Work item>
Filter the listing below down to the lines containing the word "instance".

Data listing>

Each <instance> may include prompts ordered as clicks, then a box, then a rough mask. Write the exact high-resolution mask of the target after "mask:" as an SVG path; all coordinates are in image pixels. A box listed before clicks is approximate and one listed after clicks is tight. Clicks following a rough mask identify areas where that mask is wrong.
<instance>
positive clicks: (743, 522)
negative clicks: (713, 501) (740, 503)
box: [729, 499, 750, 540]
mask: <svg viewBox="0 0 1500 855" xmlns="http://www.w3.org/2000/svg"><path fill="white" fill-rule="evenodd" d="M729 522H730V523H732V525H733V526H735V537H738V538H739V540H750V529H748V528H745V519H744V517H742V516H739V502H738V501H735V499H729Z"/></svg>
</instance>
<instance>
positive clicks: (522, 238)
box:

Your response>
Each <instance> may include prompts ordered as clicks, then a box, then a rough mask. Write the exact high-resolution mask of the target after "mask:" as an SVG path; all coordinates are in image pixels. A box listed before clicks is approximate and one listed after clicks is tight. Clicks following a rough mask identify areas where that mask is wrong.
<instance>
</instance>
<instance>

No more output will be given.